▶ [TASK DETAILS]: Each line below that holds the word "exact" counts once. Say how many such lines there are, and no more.

^^^^

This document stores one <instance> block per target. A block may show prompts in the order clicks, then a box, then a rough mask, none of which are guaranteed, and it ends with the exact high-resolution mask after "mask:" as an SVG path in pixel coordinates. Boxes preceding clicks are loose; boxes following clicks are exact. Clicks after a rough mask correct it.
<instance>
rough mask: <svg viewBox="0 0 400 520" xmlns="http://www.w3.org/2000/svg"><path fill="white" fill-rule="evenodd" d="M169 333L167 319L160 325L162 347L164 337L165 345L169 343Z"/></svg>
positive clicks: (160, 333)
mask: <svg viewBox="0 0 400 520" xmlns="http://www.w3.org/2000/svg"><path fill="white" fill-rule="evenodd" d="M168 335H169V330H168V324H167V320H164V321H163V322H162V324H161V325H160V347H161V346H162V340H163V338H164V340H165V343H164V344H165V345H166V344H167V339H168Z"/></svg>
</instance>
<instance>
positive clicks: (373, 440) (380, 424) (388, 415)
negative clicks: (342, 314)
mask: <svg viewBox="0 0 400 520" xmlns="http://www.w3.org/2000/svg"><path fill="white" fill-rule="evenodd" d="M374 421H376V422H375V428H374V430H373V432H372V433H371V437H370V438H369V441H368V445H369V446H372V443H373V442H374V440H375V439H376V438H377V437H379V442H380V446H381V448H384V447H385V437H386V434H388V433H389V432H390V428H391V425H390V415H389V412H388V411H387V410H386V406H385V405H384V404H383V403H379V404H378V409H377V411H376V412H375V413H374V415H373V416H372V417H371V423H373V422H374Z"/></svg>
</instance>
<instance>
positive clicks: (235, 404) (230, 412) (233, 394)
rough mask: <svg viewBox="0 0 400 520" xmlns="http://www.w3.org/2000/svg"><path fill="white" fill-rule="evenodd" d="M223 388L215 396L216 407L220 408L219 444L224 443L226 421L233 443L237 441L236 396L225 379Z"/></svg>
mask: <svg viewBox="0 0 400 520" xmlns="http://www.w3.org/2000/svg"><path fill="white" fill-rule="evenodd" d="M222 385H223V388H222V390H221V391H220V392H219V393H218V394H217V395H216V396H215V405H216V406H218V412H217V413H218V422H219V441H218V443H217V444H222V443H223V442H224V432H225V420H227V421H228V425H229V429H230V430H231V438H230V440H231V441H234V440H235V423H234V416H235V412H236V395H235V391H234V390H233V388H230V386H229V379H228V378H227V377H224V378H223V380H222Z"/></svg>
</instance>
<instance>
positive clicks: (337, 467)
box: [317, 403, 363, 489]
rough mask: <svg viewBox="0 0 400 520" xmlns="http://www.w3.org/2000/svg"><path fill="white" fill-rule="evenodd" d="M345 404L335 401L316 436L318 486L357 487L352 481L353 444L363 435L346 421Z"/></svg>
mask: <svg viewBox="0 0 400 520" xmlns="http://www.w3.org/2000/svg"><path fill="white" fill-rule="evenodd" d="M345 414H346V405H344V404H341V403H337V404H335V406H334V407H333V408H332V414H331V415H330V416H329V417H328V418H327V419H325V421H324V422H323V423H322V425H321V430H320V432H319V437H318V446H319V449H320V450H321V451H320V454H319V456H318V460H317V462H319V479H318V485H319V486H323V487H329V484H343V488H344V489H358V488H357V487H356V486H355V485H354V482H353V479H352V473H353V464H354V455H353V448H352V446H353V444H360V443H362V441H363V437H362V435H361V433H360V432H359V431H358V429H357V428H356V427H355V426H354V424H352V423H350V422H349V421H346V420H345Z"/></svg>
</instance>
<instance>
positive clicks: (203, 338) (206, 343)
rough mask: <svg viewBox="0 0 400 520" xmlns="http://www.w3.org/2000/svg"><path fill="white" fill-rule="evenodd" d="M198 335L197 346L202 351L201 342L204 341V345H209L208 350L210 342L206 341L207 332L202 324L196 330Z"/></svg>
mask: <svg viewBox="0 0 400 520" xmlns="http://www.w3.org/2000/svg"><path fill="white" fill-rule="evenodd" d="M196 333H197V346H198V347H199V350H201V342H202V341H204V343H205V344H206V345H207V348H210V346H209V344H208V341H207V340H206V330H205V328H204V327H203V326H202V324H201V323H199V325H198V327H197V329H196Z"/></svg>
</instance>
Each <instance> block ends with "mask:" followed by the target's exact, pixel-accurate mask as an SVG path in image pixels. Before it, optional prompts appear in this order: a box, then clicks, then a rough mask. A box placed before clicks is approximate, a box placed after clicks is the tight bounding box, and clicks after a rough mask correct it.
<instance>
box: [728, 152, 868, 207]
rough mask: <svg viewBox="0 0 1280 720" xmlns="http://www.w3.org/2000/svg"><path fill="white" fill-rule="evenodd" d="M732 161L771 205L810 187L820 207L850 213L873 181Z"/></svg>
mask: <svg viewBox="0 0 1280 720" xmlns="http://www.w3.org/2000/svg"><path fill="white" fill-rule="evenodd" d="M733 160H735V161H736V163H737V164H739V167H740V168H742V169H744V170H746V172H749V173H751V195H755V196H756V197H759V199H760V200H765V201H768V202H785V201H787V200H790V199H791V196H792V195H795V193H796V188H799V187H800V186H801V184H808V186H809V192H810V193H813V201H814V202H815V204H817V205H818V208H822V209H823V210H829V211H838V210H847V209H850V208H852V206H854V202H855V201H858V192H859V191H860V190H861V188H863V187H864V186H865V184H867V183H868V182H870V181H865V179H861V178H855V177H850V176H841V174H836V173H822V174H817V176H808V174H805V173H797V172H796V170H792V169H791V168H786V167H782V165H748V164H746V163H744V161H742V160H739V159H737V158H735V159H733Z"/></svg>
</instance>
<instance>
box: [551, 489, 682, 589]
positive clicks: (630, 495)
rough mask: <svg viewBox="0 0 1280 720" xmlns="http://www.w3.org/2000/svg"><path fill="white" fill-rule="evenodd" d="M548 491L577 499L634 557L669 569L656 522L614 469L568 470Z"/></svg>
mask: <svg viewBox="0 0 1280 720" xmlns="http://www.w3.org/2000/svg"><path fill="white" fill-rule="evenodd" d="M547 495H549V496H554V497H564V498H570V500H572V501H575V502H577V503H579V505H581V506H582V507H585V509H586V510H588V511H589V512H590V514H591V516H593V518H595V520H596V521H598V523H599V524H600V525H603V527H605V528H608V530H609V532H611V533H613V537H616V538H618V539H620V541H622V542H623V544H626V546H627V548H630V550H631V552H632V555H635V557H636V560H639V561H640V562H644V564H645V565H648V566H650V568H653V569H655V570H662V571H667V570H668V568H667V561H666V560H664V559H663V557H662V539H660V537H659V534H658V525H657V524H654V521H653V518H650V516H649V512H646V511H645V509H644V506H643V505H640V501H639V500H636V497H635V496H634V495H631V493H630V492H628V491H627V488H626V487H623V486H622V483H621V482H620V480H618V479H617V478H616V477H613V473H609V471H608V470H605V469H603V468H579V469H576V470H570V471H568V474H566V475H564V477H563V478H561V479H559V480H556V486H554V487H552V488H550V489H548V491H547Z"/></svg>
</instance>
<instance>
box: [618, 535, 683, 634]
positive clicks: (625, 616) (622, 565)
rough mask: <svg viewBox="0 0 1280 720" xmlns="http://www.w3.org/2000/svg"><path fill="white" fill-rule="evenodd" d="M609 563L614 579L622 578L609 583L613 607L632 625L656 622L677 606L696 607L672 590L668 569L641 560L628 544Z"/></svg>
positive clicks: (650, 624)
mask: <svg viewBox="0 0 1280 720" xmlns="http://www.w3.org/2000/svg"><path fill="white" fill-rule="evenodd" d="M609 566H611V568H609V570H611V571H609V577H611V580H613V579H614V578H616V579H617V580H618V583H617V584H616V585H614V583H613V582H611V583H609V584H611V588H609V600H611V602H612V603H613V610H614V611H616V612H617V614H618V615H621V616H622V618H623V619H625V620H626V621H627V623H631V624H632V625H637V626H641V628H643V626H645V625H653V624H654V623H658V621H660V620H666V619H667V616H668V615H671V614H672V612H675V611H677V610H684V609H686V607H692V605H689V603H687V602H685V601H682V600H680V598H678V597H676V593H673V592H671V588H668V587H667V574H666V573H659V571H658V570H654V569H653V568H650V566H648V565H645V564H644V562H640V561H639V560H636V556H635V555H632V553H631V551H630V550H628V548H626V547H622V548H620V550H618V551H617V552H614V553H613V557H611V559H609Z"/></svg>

^^^^

▶ [ANSWER SPACE]: 2